Passage to read

Causes and Cures: A New Era in Research

This entry was posted in News on by .

Elizabeth B. Claus, MD, PhD

What causes brain tumors is a mystery that people are struggling to understand and scientists are trying to solve. This article by neurosurgeon and epidemiologist, Dr. Elizabeth Claus, explains where we presently are in the search for answers.

What is epidemiology? It is defined as the study of the distribution and causes of disease risk in a population. Epidemiologists are scientists who try to explain why certain diseases affect some groups of individuals more than others and why some diseases occur in certain locations or at specific times. Epidemiological studies sometimes identify specific risk factors associated with a disease. This information may be used to help prevent or treat certain health problems.

There are many types of risk factors. Some are disease-causing agents such as viruses, while others are personal habits that make a person more likely to develop a particular disease, such as cigarette or alcohol use. Frequently, risk factors are divided into two categories: environmental and genetic.

What you need to do
A - According to the brain tumor research article, into which two categories are risk factors frequently divided?
B - For each statement, say whether it agrees with the brain tumor research article, and quote the words that decide it.
(i) Epidemiology is defined as the study of the distribution and causes of disease risk in a population.
(ii) Epidemiological studies always identify specific risk factors associated with a disease.
(iii) Viruses are given as an example of a disease-causing agent.

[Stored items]
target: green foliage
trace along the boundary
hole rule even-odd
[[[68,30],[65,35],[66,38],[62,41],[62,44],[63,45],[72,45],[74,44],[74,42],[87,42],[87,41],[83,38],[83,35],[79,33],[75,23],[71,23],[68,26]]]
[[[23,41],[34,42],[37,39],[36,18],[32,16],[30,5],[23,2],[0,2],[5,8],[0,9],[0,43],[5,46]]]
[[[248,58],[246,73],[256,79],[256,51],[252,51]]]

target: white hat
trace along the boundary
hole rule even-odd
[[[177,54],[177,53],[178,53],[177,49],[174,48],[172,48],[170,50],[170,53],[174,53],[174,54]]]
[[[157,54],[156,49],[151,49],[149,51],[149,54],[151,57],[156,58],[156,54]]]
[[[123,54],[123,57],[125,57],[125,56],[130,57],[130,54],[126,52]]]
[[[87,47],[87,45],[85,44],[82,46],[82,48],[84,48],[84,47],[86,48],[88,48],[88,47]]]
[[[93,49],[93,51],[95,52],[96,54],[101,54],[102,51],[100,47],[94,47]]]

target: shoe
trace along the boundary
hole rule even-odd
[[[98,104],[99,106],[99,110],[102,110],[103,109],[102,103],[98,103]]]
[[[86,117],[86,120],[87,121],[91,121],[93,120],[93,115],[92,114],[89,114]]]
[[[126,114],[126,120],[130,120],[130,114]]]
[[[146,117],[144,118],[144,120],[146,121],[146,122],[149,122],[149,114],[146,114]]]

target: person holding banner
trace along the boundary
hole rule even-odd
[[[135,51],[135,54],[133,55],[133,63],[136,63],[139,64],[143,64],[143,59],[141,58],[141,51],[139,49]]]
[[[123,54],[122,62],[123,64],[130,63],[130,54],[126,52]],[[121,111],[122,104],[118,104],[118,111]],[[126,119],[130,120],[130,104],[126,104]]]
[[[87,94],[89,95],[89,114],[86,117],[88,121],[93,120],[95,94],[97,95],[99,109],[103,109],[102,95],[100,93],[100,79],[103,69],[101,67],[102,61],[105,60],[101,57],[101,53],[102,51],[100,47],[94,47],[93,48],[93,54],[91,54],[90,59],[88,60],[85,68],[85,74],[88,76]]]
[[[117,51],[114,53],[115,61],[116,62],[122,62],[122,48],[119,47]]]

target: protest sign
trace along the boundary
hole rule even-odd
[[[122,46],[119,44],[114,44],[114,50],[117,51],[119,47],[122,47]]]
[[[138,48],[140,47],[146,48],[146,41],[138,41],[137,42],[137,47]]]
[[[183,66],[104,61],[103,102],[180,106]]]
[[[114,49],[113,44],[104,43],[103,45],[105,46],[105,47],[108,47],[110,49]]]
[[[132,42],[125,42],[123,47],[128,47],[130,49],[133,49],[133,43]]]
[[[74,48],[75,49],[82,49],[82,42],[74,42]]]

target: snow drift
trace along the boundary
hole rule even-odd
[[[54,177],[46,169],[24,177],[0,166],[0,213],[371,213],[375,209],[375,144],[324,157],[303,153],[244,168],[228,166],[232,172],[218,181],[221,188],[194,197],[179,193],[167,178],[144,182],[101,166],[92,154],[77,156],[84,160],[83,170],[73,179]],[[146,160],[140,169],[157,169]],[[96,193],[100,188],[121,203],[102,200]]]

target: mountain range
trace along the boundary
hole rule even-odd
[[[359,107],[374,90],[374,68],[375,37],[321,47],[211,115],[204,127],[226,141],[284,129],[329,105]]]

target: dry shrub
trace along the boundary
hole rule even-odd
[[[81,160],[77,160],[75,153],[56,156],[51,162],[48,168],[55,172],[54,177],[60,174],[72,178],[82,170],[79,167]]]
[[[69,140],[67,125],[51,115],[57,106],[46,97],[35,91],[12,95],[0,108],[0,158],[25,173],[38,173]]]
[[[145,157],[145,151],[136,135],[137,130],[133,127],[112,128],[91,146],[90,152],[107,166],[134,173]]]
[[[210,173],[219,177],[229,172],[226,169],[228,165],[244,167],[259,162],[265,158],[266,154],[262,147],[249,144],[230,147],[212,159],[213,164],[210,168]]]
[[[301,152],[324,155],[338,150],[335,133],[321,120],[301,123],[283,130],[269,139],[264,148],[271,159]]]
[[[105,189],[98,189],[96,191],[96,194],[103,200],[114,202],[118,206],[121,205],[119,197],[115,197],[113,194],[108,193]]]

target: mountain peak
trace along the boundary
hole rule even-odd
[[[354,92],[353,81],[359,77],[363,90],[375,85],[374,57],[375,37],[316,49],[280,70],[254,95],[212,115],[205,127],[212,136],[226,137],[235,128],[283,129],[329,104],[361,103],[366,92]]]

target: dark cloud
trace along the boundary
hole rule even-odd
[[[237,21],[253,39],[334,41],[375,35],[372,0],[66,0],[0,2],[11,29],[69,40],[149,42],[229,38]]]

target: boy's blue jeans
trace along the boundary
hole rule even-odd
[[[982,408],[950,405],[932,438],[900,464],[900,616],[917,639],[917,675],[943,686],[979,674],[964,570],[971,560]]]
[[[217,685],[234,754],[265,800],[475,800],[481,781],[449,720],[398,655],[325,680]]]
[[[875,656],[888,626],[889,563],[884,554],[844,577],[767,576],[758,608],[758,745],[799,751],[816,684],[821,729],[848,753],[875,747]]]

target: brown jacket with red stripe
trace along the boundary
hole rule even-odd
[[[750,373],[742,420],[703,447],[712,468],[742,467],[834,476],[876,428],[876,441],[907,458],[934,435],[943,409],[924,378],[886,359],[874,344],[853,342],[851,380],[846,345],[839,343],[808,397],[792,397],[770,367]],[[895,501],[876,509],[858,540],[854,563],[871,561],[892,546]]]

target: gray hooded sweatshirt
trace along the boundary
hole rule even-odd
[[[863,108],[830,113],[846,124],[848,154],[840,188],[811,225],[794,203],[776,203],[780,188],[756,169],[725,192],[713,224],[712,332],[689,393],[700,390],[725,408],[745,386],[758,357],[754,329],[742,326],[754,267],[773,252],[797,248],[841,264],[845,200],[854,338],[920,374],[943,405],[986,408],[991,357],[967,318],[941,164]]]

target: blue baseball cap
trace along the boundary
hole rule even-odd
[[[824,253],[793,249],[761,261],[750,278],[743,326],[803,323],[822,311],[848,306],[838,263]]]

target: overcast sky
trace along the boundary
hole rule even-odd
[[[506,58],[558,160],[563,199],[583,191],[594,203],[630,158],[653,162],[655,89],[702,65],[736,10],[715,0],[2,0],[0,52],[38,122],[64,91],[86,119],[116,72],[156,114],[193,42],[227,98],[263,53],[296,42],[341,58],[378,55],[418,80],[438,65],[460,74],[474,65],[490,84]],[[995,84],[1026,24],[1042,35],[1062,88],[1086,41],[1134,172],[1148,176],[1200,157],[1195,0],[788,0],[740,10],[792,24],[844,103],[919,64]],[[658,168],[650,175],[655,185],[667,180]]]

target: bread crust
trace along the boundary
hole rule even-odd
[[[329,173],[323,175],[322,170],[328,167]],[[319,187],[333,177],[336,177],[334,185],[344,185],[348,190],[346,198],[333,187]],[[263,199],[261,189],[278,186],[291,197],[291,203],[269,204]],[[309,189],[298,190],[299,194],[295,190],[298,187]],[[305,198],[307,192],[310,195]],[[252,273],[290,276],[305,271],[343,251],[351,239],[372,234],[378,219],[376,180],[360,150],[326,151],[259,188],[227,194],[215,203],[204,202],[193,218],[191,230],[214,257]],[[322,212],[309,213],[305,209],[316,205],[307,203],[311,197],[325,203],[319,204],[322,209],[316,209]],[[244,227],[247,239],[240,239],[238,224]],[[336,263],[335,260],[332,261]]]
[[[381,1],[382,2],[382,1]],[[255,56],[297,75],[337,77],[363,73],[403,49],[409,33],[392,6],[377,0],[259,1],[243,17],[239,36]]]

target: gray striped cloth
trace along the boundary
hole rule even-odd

Your written answers
A - Environmental and genetic.

B -
(i) Yes: "It is defined as the study of the distribution and causes of disease risk in a population."
(ii) No: "Epidemiological studies sometimes identify specific risk factors associated with a disease."
(iii) Yes: "Some are disease-causing agents such as viruses"